» EXERCISE: Reproduce verbatim the final portion of the material below, from the line containing "of the sidewalk" through its last line, and nothing else.

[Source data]
########################################

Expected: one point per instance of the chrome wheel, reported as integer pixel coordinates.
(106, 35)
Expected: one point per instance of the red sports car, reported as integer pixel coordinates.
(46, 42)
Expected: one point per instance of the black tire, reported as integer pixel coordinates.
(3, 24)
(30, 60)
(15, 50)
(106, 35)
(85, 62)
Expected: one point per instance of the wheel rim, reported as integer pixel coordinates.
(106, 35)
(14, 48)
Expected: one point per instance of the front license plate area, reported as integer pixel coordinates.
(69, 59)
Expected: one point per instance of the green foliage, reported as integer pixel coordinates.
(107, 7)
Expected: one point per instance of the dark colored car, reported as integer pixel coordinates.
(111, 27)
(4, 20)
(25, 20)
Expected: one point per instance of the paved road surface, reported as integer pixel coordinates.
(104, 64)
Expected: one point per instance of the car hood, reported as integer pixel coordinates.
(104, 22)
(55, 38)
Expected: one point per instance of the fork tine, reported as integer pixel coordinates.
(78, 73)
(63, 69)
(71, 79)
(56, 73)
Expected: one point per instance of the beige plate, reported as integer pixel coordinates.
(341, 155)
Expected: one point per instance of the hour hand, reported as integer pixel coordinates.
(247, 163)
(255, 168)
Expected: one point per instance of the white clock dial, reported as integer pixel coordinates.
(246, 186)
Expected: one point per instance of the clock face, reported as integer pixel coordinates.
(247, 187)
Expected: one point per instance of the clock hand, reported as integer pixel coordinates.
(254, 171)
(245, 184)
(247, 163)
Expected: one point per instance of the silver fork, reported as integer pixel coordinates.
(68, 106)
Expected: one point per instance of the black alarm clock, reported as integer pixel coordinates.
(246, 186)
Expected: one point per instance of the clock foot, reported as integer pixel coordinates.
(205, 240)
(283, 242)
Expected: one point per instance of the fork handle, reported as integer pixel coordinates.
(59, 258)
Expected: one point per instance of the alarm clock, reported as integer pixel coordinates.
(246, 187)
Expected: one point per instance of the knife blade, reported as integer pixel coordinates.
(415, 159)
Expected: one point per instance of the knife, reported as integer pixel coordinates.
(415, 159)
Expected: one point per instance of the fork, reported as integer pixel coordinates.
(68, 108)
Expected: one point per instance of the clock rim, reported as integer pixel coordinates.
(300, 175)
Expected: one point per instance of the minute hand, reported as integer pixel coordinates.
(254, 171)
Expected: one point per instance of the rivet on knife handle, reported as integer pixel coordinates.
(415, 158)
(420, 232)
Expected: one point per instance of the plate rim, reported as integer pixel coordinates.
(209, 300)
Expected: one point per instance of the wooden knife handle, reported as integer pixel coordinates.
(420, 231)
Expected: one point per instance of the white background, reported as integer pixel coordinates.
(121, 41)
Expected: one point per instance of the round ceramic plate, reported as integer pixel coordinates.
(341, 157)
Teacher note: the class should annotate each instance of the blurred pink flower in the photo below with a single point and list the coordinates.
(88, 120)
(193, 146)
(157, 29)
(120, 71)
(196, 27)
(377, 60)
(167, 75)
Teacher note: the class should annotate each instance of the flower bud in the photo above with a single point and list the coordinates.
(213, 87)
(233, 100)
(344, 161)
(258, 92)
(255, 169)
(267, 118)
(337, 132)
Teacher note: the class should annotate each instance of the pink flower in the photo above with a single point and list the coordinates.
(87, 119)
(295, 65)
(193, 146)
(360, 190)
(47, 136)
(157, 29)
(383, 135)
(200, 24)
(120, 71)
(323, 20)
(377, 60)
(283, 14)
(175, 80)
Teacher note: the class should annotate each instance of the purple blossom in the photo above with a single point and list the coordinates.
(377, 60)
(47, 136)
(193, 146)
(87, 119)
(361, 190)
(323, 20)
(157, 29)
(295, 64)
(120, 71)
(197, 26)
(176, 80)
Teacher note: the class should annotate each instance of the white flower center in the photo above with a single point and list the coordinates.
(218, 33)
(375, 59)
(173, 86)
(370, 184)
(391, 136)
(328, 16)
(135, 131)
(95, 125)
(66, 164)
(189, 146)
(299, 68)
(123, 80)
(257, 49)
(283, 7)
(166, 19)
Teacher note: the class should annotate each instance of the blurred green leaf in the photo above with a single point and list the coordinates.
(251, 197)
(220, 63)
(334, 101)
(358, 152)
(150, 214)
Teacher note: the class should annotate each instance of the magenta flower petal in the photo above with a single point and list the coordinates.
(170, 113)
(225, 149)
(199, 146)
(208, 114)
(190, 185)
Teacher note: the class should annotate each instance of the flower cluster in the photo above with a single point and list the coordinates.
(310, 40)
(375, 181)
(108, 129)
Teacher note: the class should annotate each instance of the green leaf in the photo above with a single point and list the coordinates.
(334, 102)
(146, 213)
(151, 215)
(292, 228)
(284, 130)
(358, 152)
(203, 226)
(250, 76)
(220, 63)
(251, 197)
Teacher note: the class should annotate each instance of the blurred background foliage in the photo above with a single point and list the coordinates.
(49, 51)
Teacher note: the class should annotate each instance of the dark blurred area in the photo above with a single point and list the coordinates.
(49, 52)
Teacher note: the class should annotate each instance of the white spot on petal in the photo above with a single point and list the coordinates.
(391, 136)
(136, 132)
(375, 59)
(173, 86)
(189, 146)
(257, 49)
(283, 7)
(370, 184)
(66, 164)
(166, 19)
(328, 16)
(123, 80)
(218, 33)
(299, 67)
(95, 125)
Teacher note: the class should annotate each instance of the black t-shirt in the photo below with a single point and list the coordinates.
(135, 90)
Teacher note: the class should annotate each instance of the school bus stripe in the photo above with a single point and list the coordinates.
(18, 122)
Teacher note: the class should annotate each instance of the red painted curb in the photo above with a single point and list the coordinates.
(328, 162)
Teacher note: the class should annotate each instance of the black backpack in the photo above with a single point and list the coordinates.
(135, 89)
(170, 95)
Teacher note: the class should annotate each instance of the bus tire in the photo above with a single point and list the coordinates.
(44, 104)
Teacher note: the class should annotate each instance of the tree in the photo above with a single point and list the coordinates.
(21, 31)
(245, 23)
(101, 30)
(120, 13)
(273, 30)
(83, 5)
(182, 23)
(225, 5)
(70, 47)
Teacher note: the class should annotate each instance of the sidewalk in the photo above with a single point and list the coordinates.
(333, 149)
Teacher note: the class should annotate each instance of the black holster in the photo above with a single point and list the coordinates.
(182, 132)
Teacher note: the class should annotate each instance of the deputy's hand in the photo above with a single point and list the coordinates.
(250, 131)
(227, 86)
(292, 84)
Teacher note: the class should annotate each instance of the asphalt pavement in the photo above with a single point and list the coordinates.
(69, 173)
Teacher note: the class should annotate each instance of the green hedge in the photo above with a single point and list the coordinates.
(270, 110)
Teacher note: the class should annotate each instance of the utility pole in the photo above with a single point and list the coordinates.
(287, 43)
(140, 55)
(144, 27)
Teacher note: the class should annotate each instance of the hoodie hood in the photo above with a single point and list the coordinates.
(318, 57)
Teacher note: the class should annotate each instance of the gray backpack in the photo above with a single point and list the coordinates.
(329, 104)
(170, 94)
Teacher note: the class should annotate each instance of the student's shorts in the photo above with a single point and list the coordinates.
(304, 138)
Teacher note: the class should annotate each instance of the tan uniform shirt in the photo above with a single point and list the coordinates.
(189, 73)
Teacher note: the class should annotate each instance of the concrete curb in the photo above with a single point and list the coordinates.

########################################

» FINISHED TASK:
Teacher note: the class should annotate each instance of the sidewalk in the photo above with a single point and list the coordinates.
(333, 149)
Teacher note: the class should annotate each instance of the black holster in the photo above with a single point and list the coordinates.
(182, 132)
Teacher note: the class should annotate each instance of the deputy's hand in the photo above with a single point and list the coordinates.
(250, 131)
(227, 86)
(292, 84)
Teacher note: the class should annotate each instance of the asphalt pavement in the photo above with a single point and list the coordinates.
(69, 173)
Teacher note: the class should annotate each instance of the green hedge in the photo above with a single point and list the coordinates.
(270, 110)
Teacher note: the class should annotate each instance of the utility pole in the photo above with a single point and list the coordinates.
(287, 43)
(140, 55)
(144, 27)
Teacher note: the class should annotate each instance of the hoodie hood in the photo above with a single point and list the coordinates.
(318, 57)
Teacher note: the class should annotate each instance of the gray backpack in the photo above with a single point and list the coordinates.
(329, 104)
(170, 94)
Teacher note: the class should annotate each instance of the student's shorts in the photo above with a single point and list the coordinates.
(304, 138)
Teacher note: the class should annotate each instance of the tan uniform shirt in the photo above with a single point and list the coordinates.
(189, 73)
Teacher note: the class should annotate each instance of the concrete curb in the photo above with a single point and list the coordinates.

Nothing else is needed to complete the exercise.